#### [Consegna dell'esercizio]
Riproduca senza alcuna modifica il passo del testo sulle letture di Andrea Accardi che inizia con le parole "Per la rubrica" e si arresta dopo le parole "da Mondadori Comics.".

#### [Testo di riferimento]
==========

Per la rubrica Lo scaffale di…, a commentarci le sue letture più recenti, questa settimana ospitiamo Andrea Accardi, disegnatore ormai in forza a Sergio Bonelli Editore: dopo i due episodi delle Storie realizzati in coppia con Roberto Recchioni (e raccolti da Bao nel volume Chanbara. La via del samurai, edito a dicembre 2015), Andrea è al lavoro ora sul primo episodio di una nuova serie regolare con lo stesso sceneggiatore romano e le stesse ambientazioni nipponiche. Nell’attesa di saperne di più, però, probabilmente vedremo i suoi disegni sulla nuova serie di Kriminal pubblicata da Mondadori Comics.
Prima di partire con il suo elenco, Andrea ci ha tenuto a una breve premessa: «Seguo con curiosità questa rubrica e a leggerla ci si rende conto che non esiste un criterio preciso e ognuno interpreta la chiamata di Fumettologica a proprio uso e consumo. Io la intendo così, come una fotografia del momento. Non capita spesso, ma i libri che ho sul tavolo in questo momento, tra novità e riletture, sono ben più di cinque. Escludendo quelli che andrò a presentare, ci sono le ultime due uscite dei saldatori The Walking Dead e Outcast, c’è l’ultimo libro di Manuel Fior Le variazioni d’Orsay edito da Coconino, di cui anche l’irresistibile Come lo feci di Gipi, i Baotiful L’estate diabolika e i volumi 4 e 5 di Saga, i due volumi di Pippo Reporter editi da Panini, il magnificente volume di Alessandro Distribuzioni Magnus prima di Magnus, il gothic/dark/glam Dylan Dog n. 348 firmato dalla coppia Baraldi/Mari, nonché l’edizione originale di Kamui gaiden di Shirato Sanpei della Shogakukan. Ma che 5 ė il numero perfetto lo diceva anche Igort, quindi proprio da lui comincio la mia lista.»
Quaderni giapponesi, di Igort (Coconino Press)

==========

#### [Raccolta di record]

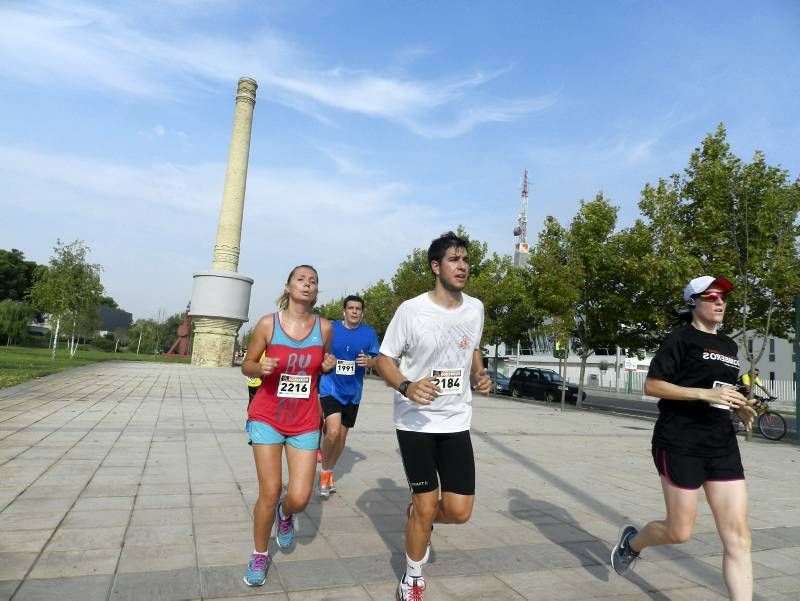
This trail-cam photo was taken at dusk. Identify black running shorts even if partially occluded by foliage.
[397,430,475,495]
[319,396,358,428]
[653,446,744,490]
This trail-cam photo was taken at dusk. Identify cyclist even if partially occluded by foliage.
[611,276,755,601]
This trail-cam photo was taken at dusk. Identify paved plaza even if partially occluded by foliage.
[0,363,800,601]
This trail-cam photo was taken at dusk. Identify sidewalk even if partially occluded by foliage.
[0,363,800,601]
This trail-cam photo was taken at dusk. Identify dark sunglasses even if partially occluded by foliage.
[694,292,730,303]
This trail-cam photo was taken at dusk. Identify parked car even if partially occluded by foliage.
[486,369,511,395]
[508,367,586,403]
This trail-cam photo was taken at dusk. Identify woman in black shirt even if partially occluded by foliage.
[611,276,755,601]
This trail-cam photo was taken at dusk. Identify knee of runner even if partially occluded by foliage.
[719,521,753,551]
[256,484,281,509]
[448,507,472,524]
[286,484,313,513]
[667,524,693,545]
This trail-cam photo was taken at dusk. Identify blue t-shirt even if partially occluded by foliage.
[319,321,380,405]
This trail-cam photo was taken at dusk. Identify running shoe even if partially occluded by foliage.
[611,524,639,576]
[319,470,333,499]
[244,553,269,586]
[394,574,425,601]
[275,499,297,549]
[406,501,433,563]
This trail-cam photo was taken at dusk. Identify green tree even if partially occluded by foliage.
[639,124,800,376]
[392,248,434,305]
[467,253,542,369]
[0,298,33,346]
[361,280,400,340]
[531,193,652,406]
[0,248,41,301]
[29,240,103,359]
[97,296,119,309]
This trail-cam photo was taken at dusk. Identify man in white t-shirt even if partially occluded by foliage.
[376,232,492,601]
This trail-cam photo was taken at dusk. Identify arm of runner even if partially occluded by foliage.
[356,351,375,367]
[319,318,336,374]
[469,349,492,394]
[736,407,757,432]
[242,315,278,378]
[644,378,752,409]
[375,355,439,405]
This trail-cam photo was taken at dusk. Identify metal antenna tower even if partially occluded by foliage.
[514,169,529,267]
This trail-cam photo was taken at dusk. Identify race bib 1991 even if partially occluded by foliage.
[278,374,311,399]
[431,369,464,395]
[336,359,356,376]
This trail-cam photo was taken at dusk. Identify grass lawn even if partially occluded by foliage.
[0,346,189,388]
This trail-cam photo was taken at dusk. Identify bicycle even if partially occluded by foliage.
[739,386,786,440]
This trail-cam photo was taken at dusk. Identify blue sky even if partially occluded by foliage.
[0,0,800,320]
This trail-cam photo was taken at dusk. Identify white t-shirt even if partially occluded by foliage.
[380,292,483,433]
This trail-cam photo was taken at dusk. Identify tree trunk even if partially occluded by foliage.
[50,317,61,361]
[575,353,591,409]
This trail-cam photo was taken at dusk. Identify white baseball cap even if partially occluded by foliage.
[683,275,733,301]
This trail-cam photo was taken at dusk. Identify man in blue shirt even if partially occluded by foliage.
[319,294,380,497]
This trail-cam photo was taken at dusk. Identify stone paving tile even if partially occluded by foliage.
[117,541,197,574]
[289,586,373,601]
[109,568,200,601]
[200,561,282,598]
[192,504,250,524]
[753,549,800,577]
[134,494,191,509]
[0,530,53,553]
[10,575,112,601]
[0,551,37,580]
[29,549,119,578]
[0,512,64,532]
[131,507,192,526]
[47,526,125,551]
[274,559,355,592]
[0,580,22,601]
[61,509,131,528]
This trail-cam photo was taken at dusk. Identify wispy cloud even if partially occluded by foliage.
[0,3,557,138]
[0,141,440,316]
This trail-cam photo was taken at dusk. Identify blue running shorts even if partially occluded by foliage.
[245,420,319,451]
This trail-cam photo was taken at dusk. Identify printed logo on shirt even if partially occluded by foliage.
[703,349,740,369]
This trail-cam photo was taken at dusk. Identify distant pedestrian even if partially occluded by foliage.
[611,276,755,601]
[242,265,336,586]
[319,294,378,497]
[376,232,492,601]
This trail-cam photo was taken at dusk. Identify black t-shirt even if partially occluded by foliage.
[647,325,739,457]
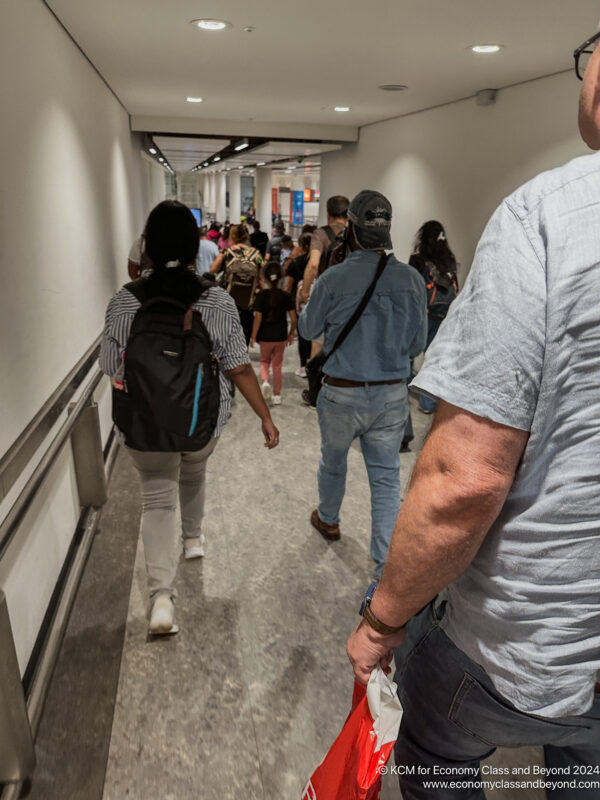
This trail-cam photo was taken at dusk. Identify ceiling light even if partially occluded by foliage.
[191,19,232,31]
[470,44,502,53]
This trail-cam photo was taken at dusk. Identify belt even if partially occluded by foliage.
[323,375,406,388]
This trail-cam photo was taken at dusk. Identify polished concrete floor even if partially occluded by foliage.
[31,349,541,800]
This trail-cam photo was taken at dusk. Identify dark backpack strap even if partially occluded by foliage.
[123,278,148,305]
[323,225,337,245]
[326,253,389,360]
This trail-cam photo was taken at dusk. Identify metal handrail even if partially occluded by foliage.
[0,369,104,560]
[0,335,101,501]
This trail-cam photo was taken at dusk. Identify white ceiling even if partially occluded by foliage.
[153,136,340,172]
[46,0,600,130]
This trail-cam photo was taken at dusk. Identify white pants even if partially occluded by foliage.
[127,438,218,597]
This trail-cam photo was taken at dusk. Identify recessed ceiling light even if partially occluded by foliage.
[191,19,232,31]
[469,44,503,53]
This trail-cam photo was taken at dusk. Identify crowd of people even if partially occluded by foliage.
[100,33,600,800]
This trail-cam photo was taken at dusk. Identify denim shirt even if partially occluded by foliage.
[298,250,427,381]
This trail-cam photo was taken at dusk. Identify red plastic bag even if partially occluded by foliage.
[302,667,402,800]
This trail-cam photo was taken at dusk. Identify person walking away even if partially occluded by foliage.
[348,32,600,800]
[298,190,427,578]
[99,200,279,634]
[408,219,458,416]
[210,225,264,344]
[265,219,285,263]
[217,225,233,253]
[250,261,297,406]
[250,219,269,258]
[196,225,219,275]
[283,233,310,378]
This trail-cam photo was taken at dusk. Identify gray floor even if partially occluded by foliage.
[34,349,541,800]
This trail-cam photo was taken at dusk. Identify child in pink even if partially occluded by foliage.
[250,261,298,406]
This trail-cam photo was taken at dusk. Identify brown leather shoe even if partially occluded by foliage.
[310,508,342,542]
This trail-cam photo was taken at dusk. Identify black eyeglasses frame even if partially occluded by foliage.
[573,31,600,81]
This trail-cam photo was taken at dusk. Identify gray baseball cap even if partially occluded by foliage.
[348,189,392,250]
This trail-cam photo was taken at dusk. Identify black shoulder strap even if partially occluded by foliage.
[123,278,147,304]
[327,253,389,358]
[323,225,337,244]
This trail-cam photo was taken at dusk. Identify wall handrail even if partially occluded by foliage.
[0,335,102,501]
[0,369,104,561]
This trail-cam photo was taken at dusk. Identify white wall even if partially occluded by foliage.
[0,0,164,669]
[321,73,588,279]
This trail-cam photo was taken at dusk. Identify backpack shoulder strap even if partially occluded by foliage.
[123,278,147,304]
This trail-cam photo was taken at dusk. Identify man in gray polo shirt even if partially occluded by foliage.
[348,21,600,800]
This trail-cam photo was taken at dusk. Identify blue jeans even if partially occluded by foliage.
[317,383,408,578]
[419,318,444,411]
[395,602,600,800]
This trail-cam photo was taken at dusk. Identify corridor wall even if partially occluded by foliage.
[0,0,164,670]
[321,71,589,280]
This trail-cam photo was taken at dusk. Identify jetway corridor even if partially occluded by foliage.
[0,348,540,800]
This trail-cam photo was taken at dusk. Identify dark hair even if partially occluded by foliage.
[229,223,249,244]
[264,261,281,314]
[144,200,200,271]
[414,219,456,270]
[327,194,350,218]
[144,200,202,306]
[298,233,311,250]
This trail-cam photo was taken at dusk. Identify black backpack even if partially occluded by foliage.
[318,225,346,275]
[113,278,220,452]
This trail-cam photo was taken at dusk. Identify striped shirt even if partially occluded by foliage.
[99,278,250,436]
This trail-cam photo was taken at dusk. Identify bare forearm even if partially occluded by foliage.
[228,364,271,422]
[372,407,527,625]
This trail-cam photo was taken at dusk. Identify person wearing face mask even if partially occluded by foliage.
[347,25,600,800]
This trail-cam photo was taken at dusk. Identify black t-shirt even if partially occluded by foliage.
[250,231,269,257]
[253,289,294,342]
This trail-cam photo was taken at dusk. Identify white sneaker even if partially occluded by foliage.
[183,534,206,559]
[148,592,179,636]
[261,381,273,405]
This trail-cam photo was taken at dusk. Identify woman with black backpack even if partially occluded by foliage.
[100,200,279,634]
[408,219,458,414]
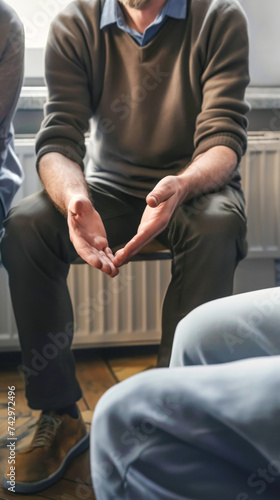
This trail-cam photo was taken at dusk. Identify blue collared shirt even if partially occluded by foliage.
[100,0,187,47]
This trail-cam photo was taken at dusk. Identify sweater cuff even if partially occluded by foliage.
[36,144,84,171]
[192,134,247,163]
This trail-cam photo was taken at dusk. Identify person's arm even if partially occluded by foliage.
[36,4,118,277]
[39,152,118,277]
[0,3,24,219]
[114,0,249,266]
[114,146,237,267]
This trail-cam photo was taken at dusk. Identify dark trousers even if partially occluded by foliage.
[2,184,246,409]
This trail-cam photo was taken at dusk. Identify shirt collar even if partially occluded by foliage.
[100,0,187,29]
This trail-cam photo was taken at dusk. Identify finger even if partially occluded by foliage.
[146,178,174,208]
[113,232,154,267]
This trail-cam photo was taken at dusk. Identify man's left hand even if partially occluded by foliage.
[113,175,185,267]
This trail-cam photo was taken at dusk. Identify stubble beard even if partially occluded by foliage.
[119,0,151,10]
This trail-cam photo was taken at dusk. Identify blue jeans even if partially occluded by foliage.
[91,288,280,500]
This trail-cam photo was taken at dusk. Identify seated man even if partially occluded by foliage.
[3,0,249,493]
[91,288,280,500]
[0,0,24,242]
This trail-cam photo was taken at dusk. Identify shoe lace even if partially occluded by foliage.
[32,413,61,448]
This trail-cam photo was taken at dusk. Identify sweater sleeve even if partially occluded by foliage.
[193,0,249,161]
[36,2,97,169]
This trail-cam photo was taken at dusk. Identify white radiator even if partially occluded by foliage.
[0,133,280,351]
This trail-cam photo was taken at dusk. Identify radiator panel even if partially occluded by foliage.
[0,133,280,350]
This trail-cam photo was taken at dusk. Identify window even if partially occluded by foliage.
[6,0,71,85]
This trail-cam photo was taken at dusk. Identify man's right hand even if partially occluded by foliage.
[67,195,119,278]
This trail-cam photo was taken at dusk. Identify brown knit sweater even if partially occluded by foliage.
[37,0,249,197]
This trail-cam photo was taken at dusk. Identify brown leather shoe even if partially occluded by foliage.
[3,411,89,493]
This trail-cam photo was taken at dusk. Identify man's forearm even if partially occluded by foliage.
[39,153,89,215]
[178,146,237,200]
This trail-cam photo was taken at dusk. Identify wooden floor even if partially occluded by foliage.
[0,347,157,500]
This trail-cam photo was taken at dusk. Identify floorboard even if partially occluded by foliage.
[0,347,156,500]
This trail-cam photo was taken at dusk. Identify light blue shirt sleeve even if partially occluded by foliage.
[100,0,187,46]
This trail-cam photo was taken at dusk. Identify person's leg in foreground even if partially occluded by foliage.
[91,289,280,500]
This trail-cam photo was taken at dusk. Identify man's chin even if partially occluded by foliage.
[119,0,151,10]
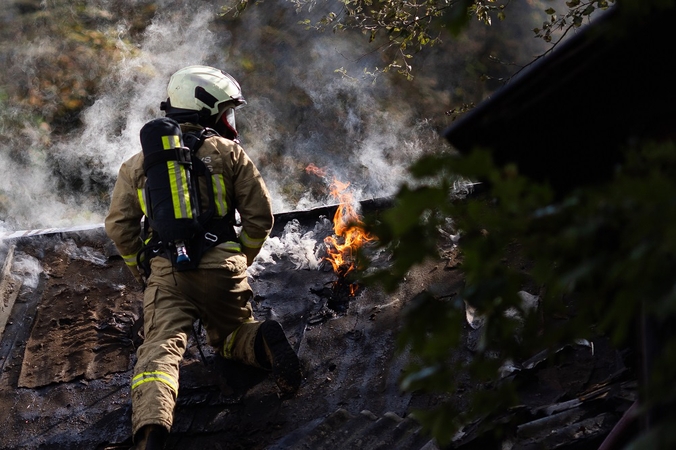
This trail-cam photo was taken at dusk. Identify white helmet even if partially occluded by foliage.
[167,66,246,116]
[160,66,246,141]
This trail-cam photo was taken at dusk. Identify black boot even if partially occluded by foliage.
[133,425,169,450]
[254,320,302,395]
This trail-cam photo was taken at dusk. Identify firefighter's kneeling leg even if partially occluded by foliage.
[131,284,196,436]
[223,320,302,395]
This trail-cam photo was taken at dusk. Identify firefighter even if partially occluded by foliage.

==========

#### [Soluzione scritta]
Per la rubrica Lo scaffale di…, a commentarci le sue letture più recenti, questa settimana ospitiamo Andrea Accardi, disegnatore ormai in forza a Sergio Bonelli Editore: dopo i due episodi delle Storie realizzati in coppia con Roberto Recchioni (e raccolti da Bao nel volume Chanbara. La via del samurai, edito a dicembre 2015), Andrea è al lavoro ora sul primo episodio di una nuova serie regolare con lo stesso sceneggiatore romano e le stesse ambientazioni nipponiche. Nell’attesa di saperne di più, però, probabilmente vedremo i suoi disegni sulla nuova serie di Kriminal pubblicata da Mondadori Comics.